→ TRAVAIL DEMANDÉ:
Reproduisez fidèlement le passage de l'extrait sur l'emploi des jeunes qui commence aux mots « Mme Agnès Firmin Le » et s'arrête après les mots « un vote favorable. ».

Mme Agnès Firmin Le Bodo. Le chômage des jeunes, qui paient le plus lourd tribut aux crises, est un problème récurrent. Nous devons lui apporter des solutions, étant rappelé que 700 000 jeunes arriveront sur le marché du travail en septembre. Votre proposition de loi apporte une réponse partielle. La question est de savoir s’il faut accompagner toutes les entreprises. Nous sommes assez unanimes pour estimer que le plafond de 4,5 SMIC n’est pas raisonnable. On mesure, à l’examen d’une proposition comme la vôtre, l’intérêt de l’étude d’impact. Par ailleurs, l’avantage que vous proposez pourrait être conditionné à l’embauche en CDI. En effet, il faut accompagner les jeunes vers l’embauche ou le retour à l’emploi sans créer d’effet d’aubaine. Si nous nous accordons sur l’objectif, nous attendons des avancées avant de pouvoir envisager un vote favorable.

M. Pierre Dharréville. La situation des jeunes, notamment de ceux qui cherchent un premier emploi, suscitait déjà, avant la crise, une vive inquiétude. C’est un sujet sur lequel nous avons tous envie d’agir. Cela étant, la proposition qui nous est présentée pose un certain nombre de problèmes. D’abord, nous ne sommes pas favorables à l’idée de manier à tour de bras le levier de l’exonération de cotisations, comme cela a beaucoup été fait ces derniers temps – d’autant plus que, l’année dernière, une partie des pertes de recettes n’a pas été compensée. Ensuite se pose le problème de l’ouverture des droits : lorsqu’on entre dans l’emploi, on doit pouvoir bénéficier de tous les droits attachés au travail salarié. Par ailleurs – c’est l’argument principal –, cette mesure entraînerait l’assèchement des recettes de la sécurité sociale, alors qu’on a un besoin criant de ressources pour garantir l’exercice des droits, notamment le droit à la santé. Enfin, les effets d’aubaine potentiels sautent aux yeux, même si leur ampleur serait limitée par l’abaissement considérable des cotisations déjà intervenu. On ne peut pas encourager des acteurs à profiter d’aides publiques sans répondre réellement au problème posé.

Il faut inscrire l’action en faveur de l’emploi des jeunes dans le cadre d’une politique globale de l’emploi. Il convient de revenir sur la suppression de l’ARPE. Par ailleurs, il faut remédier à la précarisation galopante de notre jeunesse, qui ne doit pas subir ce mal plus encore que la génération précédente. Il faut répondre aux nouveaux besoins qui s’expriment en matière d’emploi et élaborer, avec les organisations de jeunesse, des réponses qui correspondent aux aspirations.

→ EXTRAITS DE DONNÉES:
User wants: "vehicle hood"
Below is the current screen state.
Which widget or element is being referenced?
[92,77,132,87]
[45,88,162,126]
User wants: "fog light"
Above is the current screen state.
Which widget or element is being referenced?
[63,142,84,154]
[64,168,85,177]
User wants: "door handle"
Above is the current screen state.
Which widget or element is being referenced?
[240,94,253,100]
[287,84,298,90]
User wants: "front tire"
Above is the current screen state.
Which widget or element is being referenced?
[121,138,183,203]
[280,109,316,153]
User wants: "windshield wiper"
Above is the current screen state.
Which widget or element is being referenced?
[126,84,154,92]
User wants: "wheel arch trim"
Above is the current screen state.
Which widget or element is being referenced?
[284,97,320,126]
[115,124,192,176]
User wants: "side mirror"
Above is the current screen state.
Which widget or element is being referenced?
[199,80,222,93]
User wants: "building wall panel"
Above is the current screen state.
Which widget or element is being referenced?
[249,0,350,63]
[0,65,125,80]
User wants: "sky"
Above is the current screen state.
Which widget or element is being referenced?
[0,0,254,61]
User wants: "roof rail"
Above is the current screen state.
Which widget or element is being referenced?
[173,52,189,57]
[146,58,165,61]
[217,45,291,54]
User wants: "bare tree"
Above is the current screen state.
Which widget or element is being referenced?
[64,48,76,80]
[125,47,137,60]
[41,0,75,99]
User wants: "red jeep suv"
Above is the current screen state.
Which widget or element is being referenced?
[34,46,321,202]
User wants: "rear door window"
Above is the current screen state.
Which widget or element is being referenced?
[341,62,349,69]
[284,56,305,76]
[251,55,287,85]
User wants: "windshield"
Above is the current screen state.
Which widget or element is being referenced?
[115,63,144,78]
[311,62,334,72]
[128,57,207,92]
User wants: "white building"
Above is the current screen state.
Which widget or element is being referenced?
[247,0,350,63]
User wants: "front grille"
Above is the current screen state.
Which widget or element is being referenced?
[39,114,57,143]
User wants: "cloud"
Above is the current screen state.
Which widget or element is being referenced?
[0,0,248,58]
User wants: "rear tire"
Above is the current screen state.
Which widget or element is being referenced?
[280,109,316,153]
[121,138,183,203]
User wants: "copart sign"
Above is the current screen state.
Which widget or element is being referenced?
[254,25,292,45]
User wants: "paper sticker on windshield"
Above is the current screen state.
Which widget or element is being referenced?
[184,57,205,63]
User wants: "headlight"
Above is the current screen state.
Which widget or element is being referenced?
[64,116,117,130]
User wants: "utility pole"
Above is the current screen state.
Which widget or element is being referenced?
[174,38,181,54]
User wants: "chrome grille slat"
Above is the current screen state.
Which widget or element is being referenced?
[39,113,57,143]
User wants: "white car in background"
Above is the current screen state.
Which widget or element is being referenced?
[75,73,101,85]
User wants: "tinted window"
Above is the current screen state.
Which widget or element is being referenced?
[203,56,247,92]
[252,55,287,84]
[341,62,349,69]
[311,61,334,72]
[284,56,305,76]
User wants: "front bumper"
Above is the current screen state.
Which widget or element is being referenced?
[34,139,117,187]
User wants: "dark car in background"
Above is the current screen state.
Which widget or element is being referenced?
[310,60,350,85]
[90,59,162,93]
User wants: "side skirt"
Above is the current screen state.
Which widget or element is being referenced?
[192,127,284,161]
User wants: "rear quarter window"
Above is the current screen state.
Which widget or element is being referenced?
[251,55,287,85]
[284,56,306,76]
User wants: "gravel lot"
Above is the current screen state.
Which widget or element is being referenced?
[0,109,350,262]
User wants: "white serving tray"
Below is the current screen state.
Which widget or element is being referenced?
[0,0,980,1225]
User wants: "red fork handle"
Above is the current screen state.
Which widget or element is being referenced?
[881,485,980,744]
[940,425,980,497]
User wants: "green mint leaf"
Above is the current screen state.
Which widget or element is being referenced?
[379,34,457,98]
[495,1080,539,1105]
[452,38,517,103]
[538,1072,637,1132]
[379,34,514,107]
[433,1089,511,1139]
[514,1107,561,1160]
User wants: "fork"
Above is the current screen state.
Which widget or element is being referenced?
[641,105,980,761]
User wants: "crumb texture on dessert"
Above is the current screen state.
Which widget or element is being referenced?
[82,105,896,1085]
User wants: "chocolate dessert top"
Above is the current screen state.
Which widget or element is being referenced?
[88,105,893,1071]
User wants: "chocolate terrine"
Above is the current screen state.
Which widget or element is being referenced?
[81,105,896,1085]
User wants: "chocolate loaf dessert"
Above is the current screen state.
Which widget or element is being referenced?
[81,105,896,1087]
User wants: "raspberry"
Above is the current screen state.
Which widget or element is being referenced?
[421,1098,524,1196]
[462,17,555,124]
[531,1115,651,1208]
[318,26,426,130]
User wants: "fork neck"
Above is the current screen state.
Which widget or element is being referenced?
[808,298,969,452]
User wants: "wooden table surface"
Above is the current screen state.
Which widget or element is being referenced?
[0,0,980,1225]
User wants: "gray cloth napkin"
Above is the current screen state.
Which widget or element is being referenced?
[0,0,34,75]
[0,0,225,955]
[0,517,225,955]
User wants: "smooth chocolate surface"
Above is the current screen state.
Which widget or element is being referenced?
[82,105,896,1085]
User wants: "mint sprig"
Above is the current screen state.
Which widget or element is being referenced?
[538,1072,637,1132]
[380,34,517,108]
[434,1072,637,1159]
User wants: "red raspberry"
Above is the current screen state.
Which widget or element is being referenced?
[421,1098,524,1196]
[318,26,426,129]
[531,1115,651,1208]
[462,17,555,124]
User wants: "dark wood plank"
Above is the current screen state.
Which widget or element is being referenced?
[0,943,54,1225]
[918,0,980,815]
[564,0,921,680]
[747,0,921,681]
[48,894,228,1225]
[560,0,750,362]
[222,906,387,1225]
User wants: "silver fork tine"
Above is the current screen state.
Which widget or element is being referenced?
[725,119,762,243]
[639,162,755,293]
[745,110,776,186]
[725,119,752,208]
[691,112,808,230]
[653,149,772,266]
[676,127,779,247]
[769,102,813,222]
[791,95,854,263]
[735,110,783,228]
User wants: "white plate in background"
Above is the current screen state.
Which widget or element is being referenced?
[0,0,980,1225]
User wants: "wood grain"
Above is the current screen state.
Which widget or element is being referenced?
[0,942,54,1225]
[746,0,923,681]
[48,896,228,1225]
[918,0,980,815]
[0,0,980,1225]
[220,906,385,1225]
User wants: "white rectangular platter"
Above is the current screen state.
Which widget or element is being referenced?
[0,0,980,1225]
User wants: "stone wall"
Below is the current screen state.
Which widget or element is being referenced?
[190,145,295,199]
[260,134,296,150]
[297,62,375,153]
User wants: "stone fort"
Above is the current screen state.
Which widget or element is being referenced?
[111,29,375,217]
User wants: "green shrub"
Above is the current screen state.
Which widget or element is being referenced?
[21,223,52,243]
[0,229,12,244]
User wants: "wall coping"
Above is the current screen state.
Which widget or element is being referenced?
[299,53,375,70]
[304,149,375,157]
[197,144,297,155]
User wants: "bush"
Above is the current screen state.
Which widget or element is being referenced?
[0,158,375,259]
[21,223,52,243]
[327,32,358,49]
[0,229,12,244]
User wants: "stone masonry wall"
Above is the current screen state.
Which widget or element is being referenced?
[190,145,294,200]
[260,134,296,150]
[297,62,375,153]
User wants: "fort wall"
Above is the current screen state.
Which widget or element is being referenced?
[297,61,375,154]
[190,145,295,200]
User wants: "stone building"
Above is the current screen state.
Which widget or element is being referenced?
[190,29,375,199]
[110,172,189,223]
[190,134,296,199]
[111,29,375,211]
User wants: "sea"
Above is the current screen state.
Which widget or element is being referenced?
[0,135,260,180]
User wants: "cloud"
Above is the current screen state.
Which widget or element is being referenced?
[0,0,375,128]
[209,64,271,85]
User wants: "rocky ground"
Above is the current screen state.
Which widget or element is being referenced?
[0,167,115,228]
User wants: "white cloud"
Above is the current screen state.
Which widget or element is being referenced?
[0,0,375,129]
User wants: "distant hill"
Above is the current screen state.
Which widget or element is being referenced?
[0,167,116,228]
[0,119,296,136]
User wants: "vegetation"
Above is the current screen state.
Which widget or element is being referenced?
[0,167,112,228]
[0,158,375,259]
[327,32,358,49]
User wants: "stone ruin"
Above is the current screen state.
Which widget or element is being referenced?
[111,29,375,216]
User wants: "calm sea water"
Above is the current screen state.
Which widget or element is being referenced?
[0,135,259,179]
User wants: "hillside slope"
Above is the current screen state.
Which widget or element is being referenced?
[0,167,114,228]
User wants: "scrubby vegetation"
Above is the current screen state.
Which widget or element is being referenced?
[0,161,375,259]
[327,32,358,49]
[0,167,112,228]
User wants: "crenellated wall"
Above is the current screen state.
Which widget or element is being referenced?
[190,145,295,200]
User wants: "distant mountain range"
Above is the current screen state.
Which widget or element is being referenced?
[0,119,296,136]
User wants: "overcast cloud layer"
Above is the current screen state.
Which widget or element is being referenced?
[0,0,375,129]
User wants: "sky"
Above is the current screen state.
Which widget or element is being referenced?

→ CORRIGÉ:
Mme Agnès Firmin Le Bodo. Le chômage des jeunes, qui paient le plus lourd tribut aux crises, est un problème récurrent. Nous devons lui apporter des solutions, étant rappelé que 700 000 jeunes arriveront sur le marché du travail en septembre. Votre proposition de loi apporte une réponse partielle. La question est de savoir s’il faut accompagner toutes les entreprises. Nous sommes assez unanimes pour estimer que le plafond de 4,5 SMIC n’est pas raisonnable. On mesure, à l’examen d’une proposition comme la vôtre, l’intérêt de l’étude d’impact. Par ailleurs, l’avantage que vous proposez pourrait être conditionné à l’embauche en CDI. En effet, il faut accompagner les jeunes vers l’embauche ou le retour à l’emploi sans créer d’effet d’aubaine. Si nous nous accordons sur l’objectif, nous attendons des avancées avant de pouvoir envisager un vote favorable.